(Point localization data)
★ ★ ★ ★
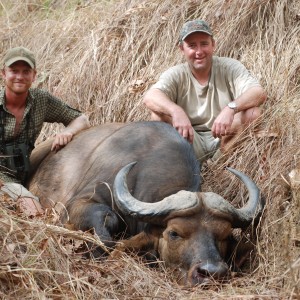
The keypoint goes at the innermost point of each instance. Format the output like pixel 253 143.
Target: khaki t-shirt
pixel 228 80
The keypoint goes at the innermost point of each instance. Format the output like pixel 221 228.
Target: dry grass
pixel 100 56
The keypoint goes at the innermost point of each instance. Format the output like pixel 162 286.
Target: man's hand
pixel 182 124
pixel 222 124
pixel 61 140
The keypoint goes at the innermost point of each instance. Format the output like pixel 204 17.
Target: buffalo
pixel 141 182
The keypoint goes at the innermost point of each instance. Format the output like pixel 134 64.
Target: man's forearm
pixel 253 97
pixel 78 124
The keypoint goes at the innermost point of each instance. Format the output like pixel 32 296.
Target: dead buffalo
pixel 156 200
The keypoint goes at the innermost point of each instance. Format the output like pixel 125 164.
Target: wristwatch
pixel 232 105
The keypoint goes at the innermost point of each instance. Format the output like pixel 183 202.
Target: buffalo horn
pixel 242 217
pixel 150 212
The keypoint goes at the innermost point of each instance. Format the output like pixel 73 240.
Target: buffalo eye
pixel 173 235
★ ★ ★ ★
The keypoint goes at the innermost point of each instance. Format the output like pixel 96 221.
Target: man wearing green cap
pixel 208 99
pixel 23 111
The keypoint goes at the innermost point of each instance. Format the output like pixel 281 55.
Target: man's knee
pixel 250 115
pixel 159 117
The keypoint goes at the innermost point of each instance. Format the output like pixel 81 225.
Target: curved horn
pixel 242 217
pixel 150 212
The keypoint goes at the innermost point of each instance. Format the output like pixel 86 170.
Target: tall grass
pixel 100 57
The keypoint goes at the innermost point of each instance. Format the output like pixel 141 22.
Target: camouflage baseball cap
★ ★ ★ ★
With the line that has "pixel 253 143." as the first and the line that has "pixel 125 164." as the last, repeat exactly that run of lines above and no more.

The keypoint goes at the innermost point of each instance. Format the output like pixel 253 143.
Target: khaki t-shirt
pixel 228 80
The keypoint goes at the innermost point of each instance. Format the output like pixel 221 228.
Target: dry grass
pixel 100 56
The keypoint goes at the innermost point of each instance. Format the output like pixel 162 286.
Target: man's hand
pixel 182 124
pixel 222 124
pixel 61 140
The keypoint goes at the innermost point of each instance. Format the output like pixel 204 17.
Target: buffalo
pixel 141 182
The keypoint goes at the innermost point of each instance. Format the output like pixel 134 64.
Target: man's forearm
pixel 253 97
pixel 78 124
The keypoint goes at the innermost point of each instance. Format the output like pixel 32 296.
Target: dead buffalo
pixel 156 200
The keypoint goes at the innermost point of each instance. Format the output like pixel 125 164.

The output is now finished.